__WHAT NEEDS TO BE DONE__: Look below for the line containing "[1013, 37], one"; from there, print each line exactly up to and including the line containing "[438, 21], one", and stop.

__RECORDS FOR THE TASK__:
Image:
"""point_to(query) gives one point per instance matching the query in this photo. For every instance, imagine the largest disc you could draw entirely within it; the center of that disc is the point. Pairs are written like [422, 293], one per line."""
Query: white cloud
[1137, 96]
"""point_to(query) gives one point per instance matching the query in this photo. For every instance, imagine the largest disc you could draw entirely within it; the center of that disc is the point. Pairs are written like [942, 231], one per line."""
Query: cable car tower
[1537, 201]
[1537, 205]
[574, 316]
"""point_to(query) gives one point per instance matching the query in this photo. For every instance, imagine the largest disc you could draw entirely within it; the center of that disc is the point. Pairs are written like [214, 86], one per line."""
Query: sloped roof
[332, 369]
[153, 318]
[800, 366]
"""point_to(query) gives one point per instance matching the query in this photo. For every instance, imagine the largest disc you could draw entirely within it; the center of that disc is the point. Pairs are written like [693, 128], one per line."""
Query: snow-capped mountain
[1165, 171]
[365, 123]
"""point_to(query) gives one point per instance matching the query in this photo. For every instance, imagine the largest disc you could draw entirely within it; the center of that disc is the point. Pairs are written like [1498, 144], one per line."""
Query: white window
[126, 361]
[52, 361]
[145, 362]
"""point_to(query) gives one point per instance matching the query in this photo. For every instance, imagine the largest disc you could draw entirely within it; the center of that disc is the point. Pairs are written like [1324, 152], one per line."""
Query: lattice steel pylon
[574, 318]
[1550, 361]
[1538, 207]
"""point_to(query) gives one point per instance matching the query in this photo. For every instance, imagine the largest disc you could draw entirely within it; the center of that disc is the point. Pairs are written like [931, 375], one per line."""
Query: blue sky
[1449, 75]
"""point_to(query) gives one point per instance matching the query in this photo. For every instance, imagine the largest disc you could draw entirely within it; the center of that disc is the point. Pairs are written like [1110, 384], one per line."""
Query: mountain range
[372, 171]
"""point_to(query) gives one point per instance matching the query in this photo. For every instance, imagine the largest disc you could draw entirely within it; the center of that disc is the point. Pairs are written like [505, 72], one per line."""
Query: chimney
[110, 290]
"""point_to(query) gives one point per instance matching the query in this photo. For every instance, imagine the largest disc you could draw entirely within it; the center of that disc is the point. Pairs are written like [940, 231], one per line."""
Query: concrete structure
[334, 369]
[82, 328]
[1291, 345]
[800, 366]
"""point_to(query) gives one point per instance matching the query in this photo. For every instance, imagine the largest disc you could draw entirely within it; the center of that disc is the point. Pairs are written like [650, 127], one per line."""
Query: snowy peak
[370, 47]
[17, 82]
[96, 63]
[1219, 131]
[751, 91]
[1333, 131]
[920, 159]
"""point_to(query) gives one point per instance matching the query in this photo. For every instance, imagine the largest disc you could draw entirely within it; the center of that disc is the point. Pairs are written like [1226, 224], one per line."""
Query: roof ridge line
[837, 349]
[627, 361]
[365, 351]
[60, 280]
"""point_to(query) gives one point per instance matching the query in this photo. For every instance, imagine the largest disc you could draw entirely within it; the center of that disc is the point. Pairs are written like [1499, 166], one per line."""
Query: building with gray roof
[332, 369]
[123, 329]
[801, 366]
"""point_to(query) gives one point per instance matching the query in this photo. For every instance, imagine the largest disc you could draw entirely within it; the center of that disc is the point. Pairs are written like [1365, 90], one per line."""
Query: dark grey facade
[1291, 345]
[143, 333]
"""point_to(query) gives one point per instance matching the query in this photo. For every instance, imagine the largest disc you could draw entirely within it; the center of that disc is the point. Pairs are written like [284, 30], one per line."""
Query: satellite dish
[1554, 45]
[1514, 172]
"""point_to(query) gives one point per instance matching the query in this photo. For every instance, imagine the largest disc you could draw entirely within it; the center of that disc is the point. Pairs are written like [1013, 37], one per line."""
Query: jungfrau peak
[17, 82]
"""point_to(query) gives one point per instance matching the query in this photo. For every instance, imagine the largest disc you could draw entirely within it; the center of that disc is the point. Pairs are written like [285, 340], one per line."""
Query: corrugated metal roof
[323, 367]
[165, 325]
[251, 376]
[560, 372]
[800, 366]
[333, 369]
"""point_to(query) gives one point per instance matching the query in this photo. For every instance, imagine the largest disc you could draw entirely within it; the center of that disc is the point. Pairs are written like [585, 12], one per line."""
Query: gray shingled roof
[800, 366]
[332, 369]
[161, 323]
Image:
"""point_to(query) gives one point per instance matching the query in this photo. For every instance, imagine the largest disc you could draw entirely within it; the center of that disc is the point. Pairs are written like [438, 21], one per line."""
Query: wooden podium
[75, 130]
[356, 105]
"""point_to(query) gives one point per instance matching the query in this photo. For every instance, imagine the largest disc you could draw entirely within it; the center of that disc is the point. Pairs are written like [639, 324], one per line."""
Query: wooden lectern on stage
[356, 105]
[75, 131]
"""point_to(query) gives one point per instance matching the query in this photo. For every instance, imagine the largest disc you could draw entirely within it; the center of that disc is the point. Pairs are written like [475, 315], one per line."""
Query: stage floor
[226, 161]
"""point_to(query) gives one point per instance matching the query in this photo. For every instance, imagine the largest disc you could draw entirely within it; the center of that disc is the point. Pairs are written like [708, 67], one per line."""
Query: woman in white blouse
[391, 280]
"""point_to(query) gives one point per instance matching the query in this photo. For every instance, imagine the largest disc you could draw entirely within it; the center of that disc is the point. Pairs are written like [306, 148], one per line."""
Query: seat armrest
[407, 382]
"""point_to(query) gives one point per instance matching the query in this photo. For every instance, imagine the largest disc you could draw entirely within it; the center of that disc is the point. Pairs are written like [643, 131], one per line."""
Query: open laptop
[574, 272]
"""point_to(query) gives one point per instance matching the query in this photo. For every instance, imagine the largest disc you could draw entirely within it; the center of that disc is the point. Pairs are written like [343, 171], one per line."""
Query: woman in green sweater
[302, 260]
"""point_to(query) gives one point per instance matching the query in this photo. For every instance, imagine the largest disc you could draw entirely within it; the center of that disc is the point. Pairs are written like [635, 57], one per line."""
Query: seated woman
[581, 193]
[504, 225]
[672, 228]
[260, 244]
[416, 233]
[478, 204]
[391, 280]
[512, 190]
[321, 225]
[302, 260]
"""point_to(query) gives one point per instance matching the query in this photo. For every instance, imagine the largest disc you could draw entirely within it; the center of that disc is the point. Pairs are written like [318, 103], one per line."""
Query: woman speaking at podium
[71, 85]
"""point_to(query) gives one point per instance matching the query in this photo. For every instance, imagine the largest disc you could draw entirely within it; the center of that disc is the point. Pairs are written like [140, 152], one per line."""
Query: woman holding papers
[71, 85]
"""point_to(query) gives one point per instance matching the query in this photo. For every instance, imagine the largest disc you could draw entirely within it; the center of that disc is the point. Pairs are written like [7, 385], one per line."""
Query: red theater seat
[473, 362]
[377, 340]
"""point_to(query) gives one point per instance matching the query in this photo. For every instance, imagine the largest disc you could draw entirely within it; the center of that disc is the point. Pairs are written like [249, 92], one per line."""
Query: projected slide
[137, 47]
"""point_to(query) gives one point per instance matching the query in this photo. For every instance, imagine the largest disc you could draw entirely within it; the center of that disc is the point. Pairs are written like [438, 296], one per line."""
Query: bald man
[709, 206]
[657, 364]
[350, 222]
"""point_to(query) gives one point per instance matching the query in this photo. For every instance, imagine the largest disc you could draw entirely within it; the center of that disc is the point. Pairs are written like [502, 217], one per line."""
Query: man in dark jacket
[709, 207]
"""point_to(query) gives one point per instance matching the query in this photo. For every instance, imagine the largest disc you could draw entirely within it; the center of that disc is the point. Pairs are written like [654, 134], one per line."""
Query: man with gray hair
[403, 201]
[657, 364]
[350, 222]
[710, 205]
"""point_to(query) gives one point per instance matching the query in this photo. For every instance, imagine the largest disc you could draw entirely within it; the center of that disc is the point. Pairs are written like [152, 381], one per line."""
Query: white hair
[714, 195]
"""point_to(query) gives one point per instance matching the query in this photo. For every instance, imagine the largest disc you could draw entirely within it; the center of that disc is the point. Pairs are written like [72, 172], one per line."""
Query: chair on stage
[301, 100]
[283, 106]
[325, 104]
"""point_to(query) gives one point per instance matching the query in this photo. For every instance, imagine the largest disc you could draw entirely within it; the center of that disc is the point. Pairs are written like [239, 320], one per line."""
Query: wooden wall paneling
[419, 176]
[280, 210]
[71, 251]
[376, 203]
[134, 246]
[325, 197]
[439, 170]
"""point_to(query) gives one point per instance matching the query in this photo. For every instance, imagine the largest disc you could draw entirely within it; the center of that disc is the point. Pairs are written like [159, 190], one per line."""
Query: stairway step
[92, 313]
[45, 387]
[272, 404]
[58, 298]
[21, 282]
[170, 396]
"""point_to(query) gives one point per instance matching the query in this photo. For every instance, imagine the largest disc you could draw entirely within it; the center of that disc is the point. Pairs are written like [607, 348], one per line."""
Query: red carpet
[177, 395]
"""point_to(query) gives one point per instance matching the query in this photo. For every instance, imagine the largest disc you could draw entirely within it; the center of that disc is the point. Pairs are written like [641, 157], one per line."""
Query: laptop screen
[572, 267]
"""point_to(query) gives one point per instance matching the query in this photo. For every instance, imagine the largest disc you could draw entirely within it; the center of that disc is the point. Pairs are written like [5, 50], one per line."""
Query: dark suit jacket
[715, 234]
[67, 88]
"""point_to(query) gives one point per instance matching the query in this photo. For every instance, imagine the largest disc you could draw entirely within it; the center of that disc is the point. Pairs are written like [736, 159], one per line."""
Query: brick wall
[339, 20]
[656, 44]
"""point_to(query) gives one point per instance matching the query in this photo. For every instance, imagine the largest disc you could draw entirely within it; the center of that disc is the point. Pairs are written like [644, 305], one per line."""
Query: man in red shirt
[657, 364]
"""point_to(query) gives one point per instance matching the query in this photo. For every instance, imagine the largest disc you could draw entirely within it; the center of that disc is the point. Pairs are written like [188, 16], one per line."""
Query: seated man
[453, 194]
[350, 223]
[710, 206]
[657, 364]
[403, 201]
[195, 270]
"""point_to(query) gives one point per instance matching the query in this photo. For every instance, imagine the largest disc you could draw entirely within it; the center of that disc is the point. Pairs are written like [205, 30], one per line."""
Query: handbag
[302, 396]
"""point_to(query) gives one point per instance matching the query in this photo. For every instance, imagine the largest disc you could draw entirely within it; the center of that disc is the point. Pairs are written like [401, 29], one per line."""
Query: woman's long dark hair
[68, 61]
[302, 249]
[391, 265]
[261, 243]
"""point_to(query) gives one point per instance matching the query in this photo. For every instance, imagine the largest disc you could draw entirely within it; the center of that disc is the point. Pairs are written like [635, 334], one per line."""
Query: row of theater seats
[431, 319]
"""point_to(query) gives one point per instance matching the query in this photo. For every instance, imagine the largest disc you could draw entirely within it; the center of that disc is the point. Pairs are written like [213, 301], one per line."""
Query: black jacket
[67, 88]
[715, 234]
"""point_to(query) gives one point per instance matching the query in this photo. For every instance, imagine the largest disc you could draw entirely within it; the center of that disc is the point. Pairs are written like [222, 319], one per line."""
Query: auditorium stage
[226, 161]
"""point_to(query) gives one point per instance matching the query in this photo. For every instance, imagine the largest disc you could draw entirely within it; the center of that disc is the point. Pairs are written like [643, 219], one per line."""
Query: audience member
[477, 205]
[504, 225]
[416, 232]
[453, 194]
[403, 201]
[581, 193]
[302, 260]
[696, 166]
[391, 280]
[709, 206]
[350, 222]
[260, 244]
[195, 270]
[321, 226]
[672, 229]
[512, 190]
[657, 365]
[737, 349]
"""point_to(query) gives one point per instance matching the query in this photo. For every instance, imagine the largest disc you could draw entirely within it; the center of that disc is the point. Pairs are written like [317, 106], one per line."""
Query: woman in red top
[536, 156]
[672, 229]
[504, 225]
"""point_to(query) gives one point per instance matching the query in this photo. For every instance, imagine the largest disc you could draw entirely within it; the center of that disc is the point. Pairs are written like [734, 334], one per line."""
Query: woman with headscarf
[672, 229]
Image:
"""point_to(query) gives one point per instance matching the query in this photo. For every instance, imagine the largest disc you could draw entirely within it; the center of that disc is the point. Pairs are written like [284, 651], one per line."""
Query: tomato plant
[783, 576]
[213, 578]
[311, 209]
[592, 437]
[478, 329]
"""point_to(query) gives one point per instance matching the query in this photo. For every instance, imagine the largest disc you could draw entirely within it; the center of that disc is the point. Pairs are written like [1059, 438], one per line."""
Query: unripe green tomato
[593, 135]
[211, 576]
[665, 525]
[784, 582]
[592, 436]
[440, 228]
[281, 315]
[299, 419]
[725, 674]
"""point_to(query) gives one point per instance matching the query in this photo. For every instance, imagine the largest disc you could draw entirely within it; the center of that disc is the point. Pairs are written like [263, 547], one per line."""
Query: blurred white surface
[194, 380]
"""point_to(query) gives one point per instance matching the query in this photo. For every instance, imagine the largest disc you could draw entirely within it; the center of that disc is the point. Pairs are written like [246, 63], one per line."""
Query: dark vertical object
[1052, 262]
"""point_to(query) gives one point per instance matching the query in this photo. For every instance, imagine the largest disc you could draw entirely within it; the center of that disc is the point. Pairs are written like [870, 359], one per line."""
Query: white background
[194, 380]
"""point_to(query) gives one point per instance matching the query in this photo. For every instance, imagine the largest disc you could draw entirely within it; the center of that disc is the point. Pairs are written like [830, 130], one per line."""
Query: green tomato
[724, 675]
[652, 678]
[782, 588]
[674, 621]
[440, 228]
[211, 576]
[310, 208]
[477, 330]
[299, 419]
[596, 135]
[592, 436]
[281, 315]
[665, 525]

__COMPLETED EXERCISE__:
"""point_to(query) gives one point per instance matching the query in this photo. For every instance, imagine the largest disc you could draw entirely within it; the center of that disc is the point. Pairs are written like [1013, 37], one per line."""
Query: jungfrau peak
[17, 82]
"""point_to(query) gives one point per instance matching the query in this photo. For every instance, imagine the largest disc you could draw entirely within it; the center of that disc is the point. Pairs are written like [285, 340], one per line."""
Query: corrugated metal roof
[323, 367]
[165, 325]
[251, 376]
[560, 372]
[800, 366]
[333, 369]
"""point_to(query) gives one point per instance matching the query in this photo. For every instance, imagine the largest disc you could draw entirely within it; the center of that disc is the point. Pairs are written like [585, 12], one per line."""
Query: gray shingled roof
[800, 366]
[332, 369]
[161, 323]
Image:
"""point_to(query) gives one point per instance matching the query in this photo. For every instance, imagine the largest disc you could draw entirely within it; the center of that disc is the point. Pairs are written like [438, 21], one per line."""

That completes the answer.